An exact, complete copy of the lines below is the expected answer.

(Dataset records)
#####
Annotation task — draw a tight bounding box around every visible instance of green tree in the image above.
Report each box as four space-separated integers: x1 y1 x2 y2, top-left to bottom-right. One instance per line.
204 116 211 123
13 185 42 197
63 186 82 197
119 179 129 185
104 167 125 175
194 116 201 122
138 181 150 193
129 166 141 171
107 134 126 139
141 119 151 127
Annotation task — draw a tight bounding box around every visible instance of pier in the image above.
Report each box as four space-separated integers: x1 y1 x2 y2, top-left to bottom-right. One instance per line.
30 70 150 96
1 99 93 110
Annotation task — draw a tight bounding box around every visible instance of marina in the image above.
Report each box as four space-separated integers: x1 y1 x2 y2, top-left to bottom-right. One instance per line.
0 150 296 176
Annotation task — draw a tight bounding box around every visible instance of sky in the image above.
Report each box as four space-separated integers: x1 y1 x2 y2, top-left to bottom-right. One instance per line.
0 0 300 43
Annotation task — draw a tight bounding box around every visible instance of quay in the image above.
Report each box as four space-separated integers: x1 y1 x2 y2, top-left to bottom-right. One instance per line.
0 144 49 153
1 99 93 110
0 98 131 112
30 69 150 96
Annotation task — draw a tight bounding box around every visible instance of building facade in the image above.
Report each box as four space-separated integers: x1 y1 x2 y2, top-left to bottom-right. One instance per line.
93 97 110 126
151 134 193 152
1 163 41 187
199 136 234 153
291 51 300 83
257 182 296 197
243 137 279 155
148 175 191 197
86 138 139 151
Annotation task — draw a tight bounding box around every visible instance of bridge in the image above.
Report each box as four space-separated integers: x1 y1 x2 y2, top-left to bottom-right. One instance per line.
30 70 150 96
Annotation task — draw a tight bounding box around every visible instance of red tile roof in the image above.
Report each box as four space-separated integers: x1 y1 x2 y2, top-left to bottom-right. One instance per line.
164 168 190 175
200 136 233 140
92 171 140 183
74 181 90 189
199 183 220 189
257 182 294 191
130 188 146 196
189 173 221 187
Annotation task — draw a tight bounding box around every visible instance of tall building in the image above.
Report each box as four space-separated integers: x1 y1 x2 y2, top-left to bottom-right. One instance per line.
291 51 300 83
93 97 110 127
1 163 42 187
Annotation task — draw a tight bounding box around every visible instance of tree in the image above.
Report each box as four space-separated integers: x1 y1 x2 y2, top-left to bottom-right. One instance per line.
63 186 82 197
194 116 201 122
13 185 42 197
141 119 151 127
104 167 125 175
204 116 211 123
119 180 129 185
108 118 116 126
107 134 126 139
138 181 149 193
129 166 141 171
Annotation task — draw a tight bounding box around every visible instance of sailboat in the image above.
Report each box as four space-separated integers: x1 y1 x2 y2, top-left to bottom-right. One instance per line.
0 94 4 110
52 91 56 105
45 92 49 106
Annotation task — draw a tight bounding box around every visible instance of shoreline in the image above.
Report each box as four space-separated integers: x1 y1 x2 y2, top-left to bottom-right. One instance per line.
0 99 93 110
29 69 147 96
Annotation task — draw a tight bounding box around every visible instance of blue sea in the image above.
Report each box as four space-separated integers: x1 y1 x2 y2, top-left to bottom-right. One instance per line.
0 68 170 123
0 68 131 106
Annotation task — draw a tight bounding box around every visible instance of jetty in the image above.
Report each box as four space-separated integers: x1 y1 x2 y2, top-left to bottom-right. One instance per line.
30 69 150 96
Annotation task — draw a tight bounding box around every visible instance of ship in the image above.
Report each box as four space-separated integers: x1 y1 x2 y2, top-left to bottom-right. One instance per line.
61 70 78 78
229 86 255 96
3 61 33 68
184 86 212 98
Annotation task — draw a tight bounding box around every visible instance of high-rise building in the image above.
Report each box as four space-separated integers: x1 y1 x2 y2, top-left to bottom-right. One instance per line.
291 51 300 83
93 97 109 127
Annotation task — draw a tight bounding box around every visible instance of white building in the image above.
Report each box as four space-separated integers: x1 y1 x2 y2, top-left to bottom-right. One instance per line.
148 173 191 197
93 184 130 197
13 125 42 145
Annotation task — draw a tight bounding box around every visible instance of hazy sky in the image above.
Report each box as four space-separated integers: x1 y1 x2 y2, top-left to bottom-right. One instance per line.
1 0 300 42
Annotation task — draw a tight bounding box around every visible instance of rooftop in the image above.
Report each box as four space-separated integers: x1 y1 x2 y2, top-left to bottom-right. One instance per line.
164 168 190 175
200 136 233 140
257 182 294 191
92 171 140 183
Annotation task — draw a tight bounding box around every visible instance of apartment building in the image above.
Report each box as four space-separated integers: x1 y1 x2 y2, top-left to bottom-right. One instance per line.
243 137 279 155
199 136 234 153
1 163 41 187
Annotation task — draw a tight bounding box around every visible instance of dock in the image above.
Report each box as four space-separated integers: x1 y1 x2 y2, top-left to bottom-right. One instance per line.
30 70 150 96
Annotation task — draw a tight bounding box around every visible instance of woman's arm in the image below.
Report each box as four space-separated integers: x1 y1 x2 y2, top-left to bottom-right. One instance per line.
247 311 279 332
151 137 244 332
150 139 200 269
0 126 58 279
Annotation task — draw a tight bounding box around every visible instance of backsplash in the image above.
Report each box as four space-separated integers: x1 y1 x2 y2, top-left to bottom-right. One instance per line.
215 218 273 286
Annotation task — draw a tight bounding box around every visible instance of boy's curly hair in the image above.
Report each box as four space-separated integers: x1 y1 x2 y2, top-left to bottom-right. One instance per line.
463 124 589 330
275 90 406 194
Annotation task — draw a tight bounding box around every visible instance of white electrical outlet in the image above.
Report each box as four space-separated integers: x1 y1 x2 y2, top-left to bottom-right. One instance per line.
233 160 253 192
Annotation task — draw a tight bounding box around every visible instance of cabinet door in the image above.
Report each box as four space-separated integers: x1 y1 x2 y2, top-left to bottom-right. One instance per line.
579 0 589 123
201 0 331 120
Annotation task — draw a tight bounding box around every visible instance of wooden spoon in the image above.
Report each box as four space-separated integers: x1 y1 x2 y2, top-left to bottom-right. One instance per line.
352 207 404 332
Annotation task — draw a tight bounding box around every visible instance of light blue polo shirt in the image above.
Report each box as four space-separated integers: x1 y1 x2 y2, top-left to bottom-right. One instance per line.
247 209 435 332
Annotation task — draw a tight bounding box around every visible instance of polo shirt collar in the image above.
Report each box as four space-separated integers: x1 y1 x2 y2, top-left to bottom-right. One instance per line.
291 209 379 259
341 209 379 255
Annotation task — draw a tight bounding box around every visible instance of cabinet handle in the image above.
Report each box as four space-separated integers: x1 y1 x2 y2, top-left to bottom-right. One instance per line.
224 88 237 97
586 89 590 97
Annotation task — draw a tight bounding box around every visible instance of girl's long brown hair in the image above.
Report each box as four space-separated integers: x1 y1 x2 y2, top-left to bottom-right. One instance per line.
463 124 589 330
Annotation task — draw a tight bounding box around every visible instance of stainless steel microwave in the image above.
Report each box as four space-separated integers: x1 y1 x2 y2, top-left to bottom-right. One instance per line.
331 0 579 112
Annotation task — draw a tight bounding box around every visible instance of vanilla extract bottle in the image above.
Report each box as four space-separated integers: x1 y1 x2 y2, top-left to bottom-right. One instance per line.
#####
## RESPONSE
Annotation task — draw a tight bounding box around every visible instance of green tree in the image above.
Report each box as four space-separated integers: x1 y1 x2 y2, top-left to bottom-right. One instance per line.
204 116 211 123
13 185 42 197
63 186 82 197
119 179 129 185
104 167 125 175
194 116 201 122
138 181 150 193
129 166 141 171
107 134 126 139
141 119 151 127
Annotation task — draw a tight bounding box around every visible instance of pier in the image above.
Report each box as four space-separated integers: x1 y1 x2 y2, top-left to bottom-right. One instance per line.
30 70 150 96
1 99 93 110
Annotation task — draw a tight bounding box around every visible instance of marina in the image above.
Report each box as four space-separated integers: x1 y1 x2 y2, top-left to bottom-right. One instance per line.
0 150 296 176
Annotation task — draw a tight bounding box around every visible instance of sky in the image above.
Report each box as four space-separated integers: x1 y1 x2 y2, top-left to bottom-right. One instance per line.
0 0 300 43
Annotation task — draw a tight bounding box around every visible instance of quay in the image above.
Report each box as four space-separated integers: x1 y1 x2 y2, top-left to bottom-right. One instance per line.
0 144 49 153
1 99 93 110
0 98 131 112
30 69 150 96
Annotation task — draw a tight bounding box around every visible instance of building facade in the image above.
Report each box as four space-separated integers: x1 y1 x2 y2, top-left to bottom-right. One instance per line.
93 97 110 126
151 134 193 152
1 163 41 187
199 136 234 153
291 51 300 83
257 182 296 197
243 137 279 155
148 175 191 197
86 138 139 151
Annotation task — draw a tight bounding box around every visible instance of bridge in the image above.
Report each box as four space-separated integers: x1 y1 x2 y2, top-left to bottom-right. One instance per line.
30 70 150 96
Annotation task — draw a tight bounding box around every visible instance of red tile roof in the image above.
Report each box as four space-separated integers: x1 y1 x2 y2, top-left to bottom-right. One instance per line.
164 168 190 175
200 136 233 140
92 171 140 183
74 181 90 189
199 183 220 189
257 182 294 191
130 188 146 196
189 173 221 187
Annotation task — draw a tight bounding box around every visible instance of tall building in the image above.
Report each box as four space-separated integers: x1 y1 x2 y2, top-left to bottom-right. One instance per line.
291 51 300 83
93 97 110 127
1 163 42 187
Annotation task — draw a tight bounding box around every visible instance of tree in the image above.
Report each box as four space-separated integers: x1 y1 x2 y2, top-left to bottom-right. One instance per line.
63 186 82 197
194 116 201 122
13 185 42 197
141 119 151 127
104 167 125 175
204 116 211 123
119 180 129 185
108 118 116 126
107 134 126 139
138 181 149 193
129 166 141 171
Annotation task — draw a tight bounding box around every visible instance of sailboat in the image above.
Report each box as four space-separated integers: x1 y1 x2 y2, top-left to bottom-right. One instance per line.
0 94 4 110
52 91 56 105
45 92 49 106
Annotation task — draw a tight bounding box around every visible instance of shoreline in the image above.
Report each box as four space-separated integers: x1 y1 x2 y2, top-left to bottom-right. One instance per line.
0 99 93 110
29 69 147 96
Annotation task — draw a tight bounding box around every visible instance of blue sea in the image above.
Report each box as four space-separated integers: x1 y1 x2 y2, top-left to bottom-right. One instance per line.
0 68 170 123
0 68 131 106
Annotation task — draw a tight bounding box around every visible instance of jetty in the image above.
Report each box as four space-separated integers: x1 y1 x2 y2, top-left to bottom-right. One instance per line.
30 69 150 96
Annotation task — draw a tight bounding box around every visible instance of ship in the image above.
Report each box as four space-separated integers: x1 y1 x2 y2, top-left to bottom-right. One instance per line.
61 70 78 78
229 86 255 96
3 61 33 68
184 86 212 98
Annotation task — draw a tight bounding box around every visible instance of high-rise building in the image above.
Report each box as four space-separated integers: x1 y1 x2 y2, top-left to bottom-right. One instance per line.
291 51 300 83
93 97 109 127
Annotation task — draw a tight bounding box around every visible instance of white building in the image above.
Report each box as four space-separated integers: x1 y1 x2 y2, top-left to bottom-right. One instance per line.
148 173 191 197
93 184 130 197
13 125 42 145
Annotation task — draw a tight bounding box around every visible instance of hazy sky in the image above.
Report each box as four space-separated integers: x1 y1 x2 y2, top-left to bottom-right. One instance per line.
1 0 300 42
Annotation task — draw a tight bounding box around every visible instance of rooftop in the image above.
Report each box as four space-separated integers: x1 y1 x2 y2, top-left to bottom-right. One instance per line.
164 168 190 175
200 136 233 140
257 182 294 191
92 171 140 183
Annotation task — draw a tight bounding box around every visible instance of apartment building in the image above.
Report each box as four space-separated integers: x1 y1 x2 y2, top-left to bottom-right. One instance per line.
243 137 279 155
199 136 234 153
1 163 41 187
Annotation task — draw a tight bounding box around every visible instance of dock in the image above.
Report each box as four space-separated integers: x1 y1 x2 y2, top-left to bottom-right. One instance per line.
30 70 150 96
Annotation task — draw a tight bounding box around every visible instance of woman's arm in the image below.
Report each box as four space-separated integers: x1 y1 x2 y2, top-left to bottom-right. One instance per line.
247 311 279 332
151 137 244 332
150 139 200 269
0 126 58 279
Annotation task — draw a tight bounding box around every visible instance of backsplash in the image above.
Report each box as four space-separated integers: x1 y1 x2 y2, top-left to bottom-right. One instance per line.
215 218 273 286
Annotation task — draw a tight bounding box around every visible instance of boy's curly hair in the image above.
Report each box as four space-separated integers: x1 y1 x2 y2, top-left to bottom-right. One instance per line.
463 124 589 330
275 90 406 194
Annotation task — draw a tight bounding box around every visible instance of white electrical outlet in the image above.
Report each box as four space-separated integers: x1 y1 x2 y2, top-left to bottom-right. One instance per line.
233 160 253 192
Annotation task — draw a tight bounding box around every visible instance of cabinet door in the image above.
Report each box as four space-separated integers: x1 y1 x2 y2, top-left to bottom-right. One instance per line.
579 0 589 123
201 0 331 120
Annotation task — draw a tight bounding box around every visible instance of wooden spoon in the image above.
Report each box as four space-separated integers: x1 y1 x2 y2, top-left to bottom-right. One instance per line.
352 207 404 332
Annotation task — draw a tight bounding box around every visible instance of light blue polo shirt in the image above.
Report each box as four space-separated integers: x1 y1 x2 y2, top-left to bottom-right. One instance per line.
247 209 435 332
Annotation task — draw a tight bounding box around every visible instance of polo shirt collar in the image above.
Report each box as four space-separated integers: x1 y1 x2 y2, top-left to bottom-right. One instance per line.
291 209 379 259
341 209 379 255
Annotation task — draw a tight bounding box around every visible instance of cabinet handle in the image above.
Report each box as four space-separated integers: x1 y1 x2 y2, top-left to bottom-right. One instance per line.
224 88 237 97
586 89 590 97
Annotation task — draw a tight bounding box around every visible instance of girl's long brown hair in the image above.
Report each box as four space-separated integers: x1 y1 x2 y2, top-left to bottom-right. One instance per line.
463 124 589 330
Annotation task — draw a tight bounding box around every visible instance of stainless steel microwave in the image above.
Report each box as four space-separated integers: x1 y1 x2 y2, top-left to bottom-right. One instance per line.
331 0 579 112
Annotation task — draw a tight bounding box around every visible instance of vanilla extract bottle in the image above.
Report each box as four space-separated integers: x1 y1 x2 y2, top-left to bottom-right. One instance per line.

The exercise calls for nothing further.